***** Texte de la page

Alexandre, brillant architecte ayant perdu la flamme, part avec sa femme psychanalyste, Aliénor, en Italie afin de prendre du recul sur son travail, mais également sur son couple.
A Stresa, sur les rives du lac Majeur, ils font la rencontre d’un autre couple, un jeune étudiant architecte, Goffredo, et sa sœur sujette à de fréquents malaises, Lavinia.
Aliénor choisit alors de rester aux côtés de Lavinia alors que Goffredo accompagne Alexandre dans un périple vers Rome, ce dernier désirant reprendre un projet qu'il avait longtemps mis de côté, la rédaction d’un ouvrage consacré à l’architecte baroque Borromini.

**********
***** Entrées fournies

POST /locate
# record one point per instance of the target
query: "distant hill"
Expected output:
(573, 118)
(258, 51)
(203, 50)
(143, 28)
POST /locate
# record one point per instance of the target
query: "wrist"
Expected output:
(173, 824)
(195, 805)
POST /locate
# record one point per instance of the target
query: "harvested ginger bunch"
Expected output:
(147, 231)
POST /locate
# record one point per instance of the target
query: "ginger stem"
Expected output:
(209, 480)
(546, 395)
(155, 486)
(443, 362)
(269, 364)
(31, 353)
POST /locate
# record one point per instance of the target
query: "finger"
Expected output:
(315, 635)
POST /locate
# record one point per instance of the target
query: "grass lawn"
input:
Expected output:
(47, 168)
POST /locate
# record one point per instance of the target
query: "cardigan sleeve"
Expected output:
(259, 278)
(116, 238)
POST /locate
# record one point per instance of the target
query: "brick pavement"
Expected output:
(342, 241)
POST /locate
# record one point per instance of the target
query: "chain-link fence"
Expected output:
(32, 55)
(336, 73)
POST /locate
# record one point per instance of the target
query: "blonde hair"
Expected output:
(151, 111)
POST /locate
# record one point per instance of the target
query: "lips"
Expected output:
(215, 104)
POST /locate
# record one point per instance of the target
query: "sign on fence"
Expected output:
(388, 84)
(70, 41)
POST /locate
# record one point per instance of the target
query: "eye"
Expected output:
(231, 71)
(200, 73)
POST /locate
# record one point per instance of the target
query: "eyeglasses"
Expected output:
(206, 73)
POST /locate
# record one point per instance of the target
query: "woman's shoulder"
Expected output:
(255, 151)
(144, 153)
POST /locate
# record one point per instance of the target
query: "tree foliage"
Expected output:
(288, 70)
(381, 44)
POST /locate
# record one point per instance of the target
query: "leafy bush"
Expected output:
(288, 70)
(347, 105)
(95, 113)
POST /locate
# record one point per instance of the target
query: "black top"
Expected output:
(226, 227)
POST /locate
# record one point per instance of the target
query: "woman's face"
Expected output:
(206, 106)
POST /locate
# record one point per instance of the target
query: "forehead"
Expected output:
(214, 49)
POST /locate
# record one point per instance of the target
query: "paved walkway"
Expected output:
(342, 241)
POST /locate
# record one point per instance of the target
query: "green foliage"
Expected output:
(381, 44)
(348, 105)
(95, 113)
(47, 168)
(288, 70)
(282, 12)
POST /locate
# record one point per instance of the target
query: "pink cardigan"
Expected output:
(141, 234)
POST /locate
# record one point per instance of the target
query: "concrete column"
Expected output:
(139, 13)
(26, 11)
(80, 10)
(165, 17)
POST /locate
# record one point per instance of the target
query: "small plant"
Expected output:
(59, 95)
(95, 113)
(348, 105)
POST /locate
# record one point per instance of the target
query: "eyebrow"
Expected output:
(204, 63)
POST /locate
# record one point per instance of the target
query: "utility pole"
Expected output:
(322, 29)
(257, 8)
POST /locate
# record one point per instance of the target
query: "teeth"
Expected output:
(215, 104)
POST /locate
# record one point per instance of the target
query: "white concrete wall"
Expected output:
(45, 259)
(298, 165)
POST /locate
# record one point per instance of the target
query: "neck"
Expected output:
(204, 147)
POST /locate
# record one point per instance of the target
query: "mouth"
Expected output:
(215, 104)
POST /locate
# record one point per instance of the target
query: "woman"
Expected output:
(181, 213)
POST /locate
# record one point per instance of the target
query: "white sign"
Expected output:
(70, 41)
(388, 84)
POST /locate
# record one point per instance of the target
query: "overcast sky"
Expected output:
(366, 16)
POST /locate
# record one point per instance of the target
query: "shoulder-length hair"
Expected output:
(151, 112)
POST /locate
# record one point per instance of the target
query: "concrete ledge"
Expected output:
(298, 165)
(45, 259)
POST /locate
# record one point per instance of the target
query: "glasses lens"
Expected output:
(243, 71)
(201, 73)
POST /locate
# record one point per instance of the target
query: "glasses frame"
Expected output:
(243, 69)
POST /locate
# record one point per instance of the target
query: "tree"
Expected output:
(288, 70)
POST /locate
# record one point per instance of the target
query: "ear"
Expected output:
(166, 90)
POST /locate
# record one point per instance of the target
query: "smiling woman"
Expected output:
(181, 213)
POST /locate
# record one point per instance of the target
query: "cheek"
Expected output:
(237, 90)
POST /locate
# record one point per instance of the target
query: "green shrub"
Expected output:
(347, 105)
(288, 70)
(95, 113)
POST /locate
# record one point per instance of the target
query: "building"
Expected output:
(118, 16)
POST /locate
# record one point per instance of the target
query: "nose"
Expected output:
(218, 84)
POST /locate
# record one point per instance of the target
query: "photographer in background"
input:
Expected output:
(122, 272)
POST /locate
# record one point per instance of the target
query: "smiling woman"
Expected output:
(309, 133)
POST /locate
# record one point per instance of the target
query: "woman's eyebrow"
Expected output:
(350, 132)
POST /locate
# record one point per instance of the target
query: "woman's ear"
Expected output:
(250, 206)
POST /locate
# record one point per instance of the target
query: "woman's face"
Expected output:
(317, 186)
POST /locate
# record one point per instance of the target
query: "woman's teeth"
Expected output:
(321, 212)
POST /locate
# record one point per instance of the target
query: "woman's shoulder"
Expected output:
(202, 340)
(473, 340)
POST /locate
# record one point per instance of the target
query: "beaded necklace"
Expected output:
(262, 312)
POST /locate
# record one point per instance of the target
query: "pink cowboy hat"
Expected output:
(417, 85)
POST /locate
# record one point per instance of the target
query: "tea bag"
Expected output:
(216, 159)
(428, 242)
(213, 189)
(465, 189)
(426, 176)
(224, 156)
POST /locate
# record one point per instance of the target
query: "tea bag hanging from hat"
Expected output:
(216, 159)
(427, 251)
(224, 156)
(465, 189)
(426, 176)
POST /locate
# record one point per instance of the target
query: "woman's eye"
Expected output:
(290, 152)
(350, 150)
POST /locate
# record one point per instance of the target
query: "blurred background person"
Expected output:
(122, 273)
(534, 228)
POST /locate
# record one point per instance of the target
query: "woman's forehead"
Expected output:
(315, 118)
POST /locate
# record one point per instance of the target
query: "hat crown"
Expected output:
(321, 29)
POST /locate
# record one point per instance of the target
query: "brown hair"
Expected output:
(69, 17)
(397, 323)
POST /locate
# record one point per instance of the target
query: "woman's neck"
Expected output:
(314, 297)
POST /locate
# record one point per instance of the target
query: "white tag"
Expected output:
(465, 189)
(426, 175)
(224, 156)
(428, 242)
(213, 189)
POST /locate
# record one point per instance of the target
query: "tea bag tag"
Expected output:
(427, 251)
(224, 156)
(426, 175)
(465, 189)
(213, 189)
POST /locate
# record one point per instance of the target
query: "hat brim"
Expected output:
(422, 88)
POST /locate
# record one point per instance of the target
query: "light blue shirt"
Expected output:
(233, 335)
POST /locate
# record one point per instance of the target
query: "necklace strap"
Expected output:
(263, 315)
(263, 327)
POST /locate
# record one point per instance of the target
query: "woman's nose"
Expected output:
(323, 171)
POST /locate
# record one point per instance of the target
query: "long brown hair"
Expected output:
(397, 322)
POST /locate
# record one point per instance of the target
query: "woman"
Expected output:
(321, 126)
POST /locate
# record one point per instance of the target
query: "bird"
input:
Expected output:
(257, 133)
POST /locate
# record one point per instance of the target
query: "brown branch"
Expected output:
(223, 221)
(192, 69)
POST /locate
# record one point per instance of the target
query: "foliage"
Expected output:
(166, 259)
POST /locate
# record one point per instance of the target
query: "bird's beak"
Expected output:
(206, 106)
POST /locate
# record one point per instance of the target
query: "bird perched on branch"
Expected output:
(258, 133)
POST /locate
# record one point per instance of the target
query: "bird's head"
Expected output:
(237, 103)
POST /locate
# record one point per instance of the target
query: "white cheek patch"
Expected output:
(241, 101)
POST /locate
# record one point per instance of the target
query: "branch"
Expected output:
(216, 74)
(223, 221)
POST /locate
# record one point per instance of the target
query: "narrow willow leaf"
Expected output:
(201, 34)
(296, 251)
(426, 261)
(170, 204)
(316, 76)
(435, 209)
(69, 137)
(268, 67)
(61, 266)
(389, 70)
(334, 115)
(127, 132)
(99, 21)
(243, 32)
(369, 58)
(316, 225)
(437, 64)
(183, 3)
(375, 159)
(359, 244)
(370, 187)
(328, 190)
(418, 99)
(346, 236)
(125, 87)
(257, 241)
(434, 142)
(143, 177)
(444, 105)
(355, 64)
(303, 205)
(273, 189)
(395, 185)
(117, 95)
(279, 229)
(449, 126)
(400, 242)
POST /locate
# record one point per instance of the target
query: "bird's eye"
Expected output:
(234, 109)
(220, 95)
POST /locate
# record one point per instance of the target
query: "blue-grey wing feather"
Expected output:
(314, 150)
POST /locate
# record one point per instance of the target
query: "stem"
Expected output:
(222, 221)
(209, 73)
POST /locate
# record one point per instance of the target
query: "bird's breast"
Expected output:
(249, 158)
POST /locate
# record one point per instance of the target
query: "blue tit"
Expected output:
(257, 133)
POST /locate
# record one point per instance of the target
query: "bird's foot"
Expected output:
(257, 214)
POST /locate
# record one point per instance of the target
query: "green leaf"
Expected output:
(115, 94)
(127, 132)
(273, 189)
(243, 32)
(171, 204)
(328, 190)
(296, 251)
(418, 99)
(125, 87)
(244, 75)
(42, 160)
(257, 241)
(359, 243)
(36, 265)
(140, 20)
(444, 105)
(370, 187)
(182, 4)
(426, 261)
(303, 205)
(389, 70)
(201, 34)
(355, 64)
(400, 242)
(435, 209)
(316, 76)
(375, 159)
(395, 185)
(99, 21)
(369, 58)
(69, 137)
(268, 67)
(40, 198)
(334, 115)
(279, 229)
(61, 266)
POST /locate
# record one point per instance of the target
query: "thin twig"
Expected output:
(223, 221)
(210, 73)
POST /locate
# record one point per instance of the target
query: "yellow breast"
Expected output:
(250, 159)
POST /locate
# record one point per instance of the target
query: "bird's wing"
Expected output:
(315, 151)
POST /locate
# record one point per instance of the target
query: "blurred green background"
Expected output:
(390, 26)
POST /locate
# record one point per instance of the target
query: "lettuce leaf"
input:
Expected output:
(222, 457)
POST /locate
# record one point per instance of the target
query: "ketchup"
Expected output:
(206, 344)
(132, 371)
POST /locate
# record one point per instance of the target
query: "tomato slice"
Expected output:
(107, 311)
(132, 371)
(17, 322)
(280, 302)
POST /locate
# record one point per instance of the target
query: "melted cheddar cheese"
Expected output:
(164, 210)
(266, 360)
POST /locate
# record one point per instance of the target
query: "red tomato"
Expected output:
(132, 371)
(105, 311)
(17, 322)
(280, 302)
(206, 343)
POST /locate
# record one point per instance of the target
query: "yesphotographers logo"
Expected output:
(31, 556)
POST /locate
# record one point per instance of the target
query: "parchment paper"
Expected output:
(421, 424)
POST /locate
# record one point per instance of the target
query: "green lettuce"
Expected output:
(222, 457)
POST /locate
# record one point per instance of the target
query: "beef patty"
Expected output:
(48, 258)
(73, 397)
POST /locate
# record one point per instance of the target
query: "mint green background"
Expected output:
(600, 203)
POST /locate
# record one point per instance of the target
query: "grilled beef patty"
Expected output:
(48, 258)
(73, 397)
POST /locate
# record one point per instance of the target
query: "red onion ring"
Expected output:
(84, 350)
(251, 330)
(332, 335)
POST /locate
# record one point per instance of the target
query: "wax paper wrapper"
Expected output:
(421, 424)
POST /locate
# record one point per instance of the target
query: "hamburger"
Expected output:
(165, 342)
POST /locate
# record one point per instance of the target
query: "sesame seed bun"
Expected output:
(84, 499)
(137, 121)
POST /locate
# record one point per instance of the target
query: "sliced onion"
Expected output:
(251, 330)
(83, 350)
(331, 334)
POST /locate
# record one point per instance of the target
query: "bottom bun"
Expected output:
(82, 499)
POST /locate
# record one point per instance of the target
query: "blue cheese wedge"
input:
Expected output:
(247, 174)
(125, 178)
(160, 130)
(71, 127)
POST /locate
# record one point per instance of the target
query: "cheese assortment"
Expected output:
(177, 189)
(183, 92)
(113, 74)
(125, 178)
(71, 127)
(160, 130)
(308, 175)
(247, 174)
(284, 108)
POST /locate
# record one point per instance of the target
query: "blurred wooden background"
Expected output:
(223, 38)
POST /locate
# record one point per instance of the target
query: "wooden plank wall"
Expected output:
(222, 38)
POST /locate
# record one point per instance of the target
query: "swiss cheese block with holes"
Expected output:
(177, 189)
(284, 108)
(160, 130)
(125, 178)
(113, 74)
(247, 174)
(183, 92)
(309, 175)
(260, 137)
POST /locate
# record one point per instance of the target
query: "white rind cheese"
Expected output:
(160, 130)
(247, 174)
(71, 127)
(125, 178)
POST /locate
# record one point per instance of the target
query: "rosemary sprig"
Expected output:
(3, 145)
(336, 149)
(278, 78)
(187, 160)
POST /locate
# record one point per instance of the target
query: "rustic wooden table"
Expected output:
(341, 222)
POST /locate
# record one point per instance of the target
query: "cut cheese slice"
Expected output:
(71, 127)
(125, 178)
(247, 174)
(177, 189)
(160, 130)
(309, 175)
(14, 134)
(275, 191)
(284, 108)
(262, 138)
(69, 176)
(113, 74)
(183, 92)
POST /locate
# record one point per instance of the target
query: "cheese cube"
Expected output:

**********

## Énoncé
Réécrivez le passage du résumé qui commence aux mots « Aliénor choisit alors » et s'arrête après « l’architecte baroque Borromini. », en remplaçant « Rome » par « Florence ». Les entrées ne sont pas nécessaires pour cet exercice.

## Réponse produite
Aliénor choisit alors de rester aux côtés de Lavinia alors que Goffredo accompagne Alexandre dans un périple vers Florence, ce dernier désirant reprendre un projet qu'il avait longtemps mis de côté, la rédaction d’un ouvrage consacré à l’architecte baroque Borromini.